The Homelessness and Behavioral Health Select Committee on June 2 approved amended recommendations from the Budget and Legislative Analyst that reduced the proposed extensions and not-to-exceed amounts for two Bayview Hunters Point Foundation agreements amid financial, governance and service-delivery concerns.
DPH described two proposed amendments: one to continue behavioral-health outpatient and transitional services (adult and children’s outpatient care and the Jelani family transitional program) and a separate amendment to continue methadone-dosing and substance-use-disorder services including jail delivery. BLA staff reported the nonprofit was placed on the city’s elevated concern list in December because of financial condition, governance and compliance issues; program monitoring showed strong performance in the Jelani family program but lower units of service in other programs due to staffing vacancies and delayed audits.

• TASK LIST:
1. In the report on the Bayview Hunters Point Foundation agreements, in what month was the nonprofit placed on the city's elevated concern list?
2. Continue the report on the Bayview Hunters Point Foundation agreements from where it stops.

• RECORDS SUPPLIED:
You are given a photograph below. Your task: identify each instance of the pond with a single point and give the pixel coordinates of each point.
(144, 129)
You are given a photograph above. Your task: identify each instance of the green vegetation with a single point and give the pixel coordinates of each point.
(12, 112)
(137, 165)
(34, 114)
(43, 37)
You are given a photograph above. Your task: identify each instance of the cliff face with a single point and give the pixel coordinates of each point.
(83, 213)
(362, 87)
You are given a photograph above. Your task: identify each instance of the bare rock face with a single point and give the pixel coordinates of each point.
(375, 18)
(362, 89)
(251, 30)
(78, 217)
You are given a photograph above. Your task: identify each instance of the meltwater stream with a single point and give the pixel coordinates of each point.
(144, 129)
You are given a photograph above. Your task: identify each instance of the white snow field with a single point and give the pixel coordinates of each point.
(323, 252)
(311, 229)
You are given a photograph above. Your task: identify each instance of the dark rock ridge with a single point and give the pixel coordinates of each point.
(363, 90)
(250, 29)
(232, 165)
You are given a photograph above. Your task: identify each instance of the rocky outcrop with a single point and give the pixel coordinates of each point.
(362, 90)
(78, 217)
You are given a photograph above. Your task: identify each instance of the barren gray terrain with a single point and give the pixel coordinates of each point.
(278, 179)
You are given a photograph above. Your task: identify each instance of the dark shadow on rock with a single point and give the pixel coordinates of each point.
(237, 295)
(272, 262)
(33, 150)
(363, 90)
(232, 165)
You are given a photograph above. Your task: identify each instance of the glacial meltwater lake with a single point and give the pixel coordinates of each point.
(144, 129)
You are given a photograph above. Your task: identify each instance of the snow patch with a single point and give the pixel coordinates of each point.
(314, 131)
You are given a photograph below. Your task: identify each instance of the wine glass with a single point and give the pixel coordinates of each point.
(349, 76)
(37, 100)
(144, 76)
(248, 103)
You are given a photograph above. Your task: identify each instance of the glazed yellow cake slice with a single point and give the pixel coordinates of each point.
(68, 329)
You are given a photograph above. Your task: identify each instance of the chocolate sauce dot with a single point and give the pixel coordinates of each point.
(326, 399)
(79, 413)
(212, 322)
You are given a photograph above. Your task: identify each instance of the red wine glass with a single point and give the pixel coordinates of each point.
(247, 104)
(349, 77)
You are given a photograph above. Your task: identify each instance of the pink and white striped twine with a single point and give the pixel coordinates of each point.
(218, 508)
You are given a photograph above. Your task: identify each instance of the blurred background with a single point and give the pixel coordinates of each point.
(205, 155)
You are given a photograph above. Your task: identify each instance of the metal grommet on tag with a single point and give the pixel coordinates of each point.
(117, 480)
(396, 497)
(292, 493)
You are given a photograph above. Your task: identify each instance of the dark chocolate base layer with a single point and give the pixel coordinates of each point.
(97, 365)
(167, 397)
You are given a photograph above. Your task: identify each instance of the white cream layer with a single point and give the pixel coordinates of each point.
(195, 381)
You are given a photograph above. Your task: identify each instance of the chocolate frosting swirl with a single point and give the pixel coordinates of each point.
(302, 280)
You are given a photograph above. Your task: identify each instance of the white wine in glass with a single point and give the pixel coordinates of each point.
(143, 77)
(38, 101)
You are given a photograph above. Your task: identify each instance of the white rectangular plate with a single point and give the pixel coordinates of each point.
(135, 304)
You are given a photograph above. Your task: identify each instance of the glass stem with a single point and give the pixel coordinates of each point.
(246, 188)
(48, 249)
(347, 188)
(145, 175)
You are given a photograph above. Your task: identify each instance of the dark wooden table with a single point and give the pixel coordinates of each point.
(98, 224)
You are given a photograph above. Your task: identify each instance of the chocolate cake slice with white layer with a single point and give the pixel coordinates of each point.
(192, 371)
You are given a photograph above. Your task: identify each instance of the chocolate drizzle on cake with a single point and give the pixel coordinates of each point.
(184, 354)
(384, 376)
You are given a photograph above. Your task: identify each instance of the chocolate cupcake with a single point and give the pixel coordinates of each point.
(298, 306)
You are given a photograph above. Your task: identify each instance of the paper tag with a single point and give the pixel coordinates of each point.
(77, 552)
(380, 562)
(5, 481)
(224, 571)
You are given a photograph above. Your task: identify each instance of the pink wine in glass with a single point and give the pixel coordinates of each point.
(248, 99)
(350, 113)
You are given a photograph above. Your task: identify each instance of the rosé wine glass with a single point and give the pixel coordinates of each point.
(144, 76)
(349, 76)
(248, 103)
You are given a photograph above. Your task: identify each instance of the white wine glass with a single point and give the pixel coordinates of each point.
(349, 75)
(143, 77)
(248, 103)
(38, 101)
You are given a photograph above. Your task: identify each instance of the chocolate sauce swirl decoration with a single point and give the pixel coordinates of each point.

• ANSWERS GIVEN:
1. December

2.
DPH and the controller’s office have put an agency technical assistance plan (ATAP) in place that includes higher unit-of-service rates, cash-flow projections, staffing support, fast-tracked credentialing and additional program-manager oversight. For the methadone program specifically, DPH noted that dosing units met or exceeded targets in recent fiscal reporting, while counseling units lagged because of turnover and pandemic-era dosing-home policies.
Given the concerns, the BLA recommended shortening the renewal terms and lowering the not-to-exceed amounts; Supervisor Shimon Walton moved to adopt the BLA’s recommendation to reduce the renewal lengths and amounts for both items and forward them to the full Board as amended. The committee approved the motion by roll-call vote without objection. DPH pledged continued technical assistance and periodic reporting so the department, controller and HSH can monitor progress and determine whether further actions are needed.